Stored data
++++
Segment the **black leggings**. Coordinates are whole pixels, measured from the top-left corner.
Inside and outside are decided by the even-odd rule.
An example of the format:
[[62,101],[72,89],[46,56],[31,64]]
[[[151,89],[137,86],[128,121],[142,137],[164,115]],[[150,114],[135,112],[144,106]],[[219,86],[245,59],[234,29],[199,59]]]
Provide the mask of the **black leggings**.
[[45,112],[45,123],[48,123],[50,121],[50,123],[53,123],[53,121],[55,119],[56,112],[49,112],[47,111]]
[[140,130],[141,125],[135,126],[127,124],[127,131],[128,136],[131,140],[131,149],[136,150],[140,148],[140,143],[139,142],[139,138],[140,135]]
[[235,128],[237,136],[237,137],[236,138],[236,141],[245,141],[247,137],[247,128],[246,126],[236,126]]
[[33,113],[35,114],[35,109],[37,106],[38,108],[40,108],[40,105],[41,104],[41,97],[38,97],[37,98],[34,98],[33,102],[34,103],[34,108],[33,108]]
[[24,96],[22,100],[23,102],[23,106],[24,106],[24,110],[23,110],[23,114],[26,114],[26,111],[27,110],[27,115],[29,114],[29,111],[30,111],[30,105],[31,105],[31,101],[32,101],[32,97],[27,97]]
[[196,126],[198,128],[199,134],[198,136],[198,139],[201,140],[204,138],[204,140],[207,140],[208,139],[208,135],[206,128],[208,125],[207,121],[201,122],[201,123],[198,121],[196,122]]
++++
Exercise objective: All of the entries above need to be reproduced exactly.

Solution for this task:
Segment the **black leggings**. Coordinates are whole pixels, measured from the top-left corner.
Inside and outside are decided by the even-odd rule.
An example of the format:
[[62,101],[72,89],[46,56],[31,64]]
[[[151,89],[137,86],[128,121],[142,137],[164,115]],[[150,114],[135,112],[144,106]],[[219,86],[245,59],[234,29],[199,59]]]
Provide the mask of the **black leggings**.
[[45,112],[45,123],[48,123],[50,121],[50,123],[53,123],[53,121],[55,119],[56,112],[49,112],[47,111]]
[[140,130],[141,125],[135,126],[127,124],[127,131],[128,136],[131,140],[131,149],[136,150],[140,148],[140,143],[139,142],[139,138],[140,135]]
[[235,128],[237,136],[237,137],[236,138],[236,141],[245,141],[247,137],[247,128],[246,126],[236,126]]
[[33,113],[35,114],[35,109],[37,106],[38,108],[40,108],[40,105],[41,104],[41,97],[38,97],[37,98],[34,98],[33,102],[34,103],[34,108],[33,108]]
[[24,96],[22,100],[23,102],[23,106],[24,106],[24,110],[23,110],[23,114],[26,114],[26,111],[27,110],[27,115],[29,114],[29,111],[30,111],[30,105],[31,105],[31,101],[32,101],[32,97],[27,97]]
[[196,126],[198,128],[199,134],[198,136],[198,139],[201,140],[204,138],[204,140],[207,140],[208,139],[208,135],[206,128],[208,125],[207,121],[201,122],[201,123],[198,121],[196,122]]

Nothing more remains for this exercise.